Extracted records:
----

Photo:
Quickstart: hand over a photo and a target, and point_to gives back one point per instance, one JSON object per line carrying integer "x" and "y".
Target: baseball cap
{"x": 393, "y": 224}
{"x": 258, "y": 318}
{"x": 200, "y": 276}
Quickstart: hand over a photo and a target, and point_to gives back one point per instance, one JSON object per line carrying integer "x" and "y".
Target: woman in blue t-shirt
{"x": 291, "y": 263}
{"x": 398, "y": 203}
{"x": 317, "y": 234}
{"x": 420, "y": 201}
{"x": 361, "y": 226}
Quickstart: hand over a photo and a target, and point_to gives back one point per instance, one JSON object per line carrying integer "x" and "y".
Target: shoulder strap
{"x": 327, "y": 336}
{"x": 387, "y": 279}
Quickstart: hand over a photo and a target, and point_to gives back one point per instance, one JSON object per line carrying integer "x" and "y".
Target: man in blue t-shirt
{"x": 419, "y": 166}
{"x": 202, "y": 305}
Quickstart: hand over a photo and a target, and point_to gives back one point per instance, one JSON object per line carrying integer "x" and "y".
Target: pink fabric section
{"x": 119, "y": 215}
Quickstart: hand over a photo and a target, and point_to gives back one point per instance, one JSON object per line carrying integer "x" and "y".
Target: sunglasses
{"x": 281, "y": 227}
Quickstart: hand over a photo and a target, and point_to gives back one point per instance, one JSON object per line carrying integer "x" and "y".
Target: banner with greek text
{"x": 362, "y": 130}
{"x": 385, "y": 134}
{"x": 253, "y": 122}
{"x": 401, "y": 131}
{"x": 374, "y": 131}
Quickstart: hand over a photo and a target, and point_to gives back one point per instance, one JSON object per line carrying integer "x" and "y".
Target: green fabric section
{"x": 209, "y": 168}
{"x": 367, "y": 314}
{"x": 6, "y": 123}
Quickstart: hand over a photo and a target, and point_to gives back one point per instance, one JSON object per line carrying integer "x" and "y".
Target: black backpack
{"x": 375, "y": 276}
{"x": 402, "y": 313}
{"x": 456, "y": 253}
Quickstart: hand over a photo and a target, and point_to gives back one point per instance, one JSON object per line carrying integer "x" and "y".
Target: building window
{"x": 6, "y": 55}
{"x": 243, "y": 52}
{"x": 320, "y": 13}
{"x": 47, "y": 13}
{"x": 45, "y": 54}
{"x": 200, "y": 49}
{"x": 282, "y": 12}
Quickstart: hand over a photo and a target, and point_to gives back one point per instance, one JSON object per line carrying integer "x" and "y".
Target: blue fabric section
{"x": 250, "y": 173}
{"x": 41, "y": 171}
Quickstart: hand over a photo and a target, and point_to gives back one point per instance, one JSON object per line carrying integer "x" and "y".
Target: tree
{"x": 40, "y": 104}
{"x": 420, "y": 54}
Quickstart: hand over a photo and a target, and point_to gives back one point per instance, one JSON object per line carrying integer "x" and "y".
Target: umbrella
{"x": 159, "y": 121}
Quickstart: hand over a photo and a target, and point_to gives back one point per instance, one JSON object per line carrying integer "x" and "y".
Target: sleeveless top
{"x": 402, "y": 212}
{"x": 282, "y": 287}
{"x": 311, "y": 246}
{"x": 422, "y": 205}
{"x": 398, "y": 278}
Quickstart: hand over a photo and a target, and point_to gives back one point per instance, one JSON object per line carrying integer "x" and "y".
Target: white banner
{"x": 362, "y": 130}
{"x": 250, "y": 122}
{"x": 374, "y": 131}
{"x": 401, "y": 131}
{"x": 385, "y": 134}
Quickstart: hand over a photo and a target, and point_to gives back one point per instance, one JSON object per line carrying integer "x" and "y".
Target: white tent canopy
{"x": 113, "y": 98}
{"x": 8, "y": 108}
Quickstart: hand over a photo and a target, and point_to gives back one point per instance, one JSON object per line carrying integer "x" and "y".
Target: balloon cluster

----

Reproduce the preceding entries exactly and completely.

Photo:
Quickstart: hand over a photo and a target, and point_to gives back one point per instance, one JSON object per line carrying integer "x" and "y".
Target: baseball cap
{"x": 393, "y": 224}
{"x": 258, "y": 318}
{"x": 200, "y": 276}
Quickstart: hand over a photo and a target, and point_to gives back one point per instance, one JSON object per line carrying integer "x" and "y".
Target: woman in blue t-shirt
{"x": 291, "y": 263}
{"x": 398, "y": 203}
{"x": 317, "y": 234}
{"x": 420, "y": 201}
{"x": 361, "y": 226}
Quickstart: hand over a photo and a target, and point_to gives back one point per instance, one JSON object per line carrying integer "x" and "y".
Target: shoulder strap
{"x": 327, "y": 336}
{"x": 387, "y": 279}
Quickstart: hand over a photo and a target, and point_to gives back one point per instance, one JSON object per line carrying integer "x" and "y".
Target: man in blue t-shirt
{"x": 419, "y": 166}
{"x": 202, "y": 305}
Quickstart: hand over a photo and a target, and point_to gives back one point per instance, one JSON object per line carrying integer "x" and "y".
Target: pink fabric section
{"x": 119, "y": 215}
Quickstart: hand over a photo and a target, and point_to gives back one point per instance, one JSON object per line carrying integer "x" and "y".
Target: sunglasses
{"x": 281, "y": 227}
Quickstart: hand over a photo and a target, and point_to gives back one point per instance, one JSON object per line carrying integer "x" and "y".
Target: banner with greek text
{"x": 362, "y": 130}
{"x": 385, "y": 134}
{"x": 253, "y": 122}
{"x": 401, "y": 131}
{"x": 374, "y": 131}
Quickstart: hand over a photo and a target, and point_to gives back one point per instance, one JSON object per line carrying integer "x" and "y".
Target: green fabric section
{"x": 209, "y": 168}
{"x": 367, "y": 314}
{"x": 6, "y": 123}
Quickstart: hand over a photo and a target, and point_to gives back one point per instance, one JSON object per line carrying integer "x" and "y".
Target: black backpack
{"x": 375, "y": 276}
{"x": 402, "y": 313}
{"x": 456, "y": 253}
Quickstart: hand over a photo and a target, and point_to gives back one point per instance, one JSON object per line carrying integer "x" and "y".
Target: building window
{"x": 6, "y": 55}
{"x": 243, "y": 52}
{"x": 320, "y": 13}
{"x": 47, "y": 13}
{"x": 45, "y": 54}
{"x": 200, "y": 49}
{"x": 282, "y": 12}
Quickstart: hand over a photo and a target, and point_to gives back one point per instance, one JSON object per line carrying integer "x" and "y".
Target: blue fabric section
{"x": 250, "y": 173}
{"x": 41, "y": 171}
Quickstart: hand over a photo and a target, and point_to gives back one point per instance, one JSON object per line carrying integer "x" and "y".
Target: tree
{"x": 40, "y": 104}
{"x": 420, "y": 54}
Quickstart: hand over a photo and a target, and point_to gives back one point per instance, one JSON object per line carrying integer "x" and "y".
Target: umbrella
{"x": 159, "y": 121}
Quickstart: hand over a photo and a target, and point_to gives back one point per instance, one JSON object per line carrying integer "x" and "y".
Target: sleeveless top
{"x": 402, "y": 212}
{"x": 282, "y": 287}
{"x": 311, "y": 246}
{"x": 422, "y": 205}
{"x": 398, "y": 278}
Quickstart: hand over a photo and a target, and point_to gives back one point per instance, one JSON object per line carrying integer "x" and "y".
Target: white banner
{"x": 362, "y": 130}
{"x": 250, "y": 122}
{"x": 374, "y": 131}
{"x": 401, "y": 131}
{"x": 385, "y": 134}
Quickstart: hand over a photo and a target, and point_to gives back one point per instance, one JSON object per line carrying integer "x" and "y".
Target: white tent canopy
{"x": 113, "y": 98}
{"x": 8, "y": 108}
Quickstart: hand over a photo and a target, and point_to gives back one point per instance, one JSON object per line carrying integer "x" and "y".
Target: balloon cluster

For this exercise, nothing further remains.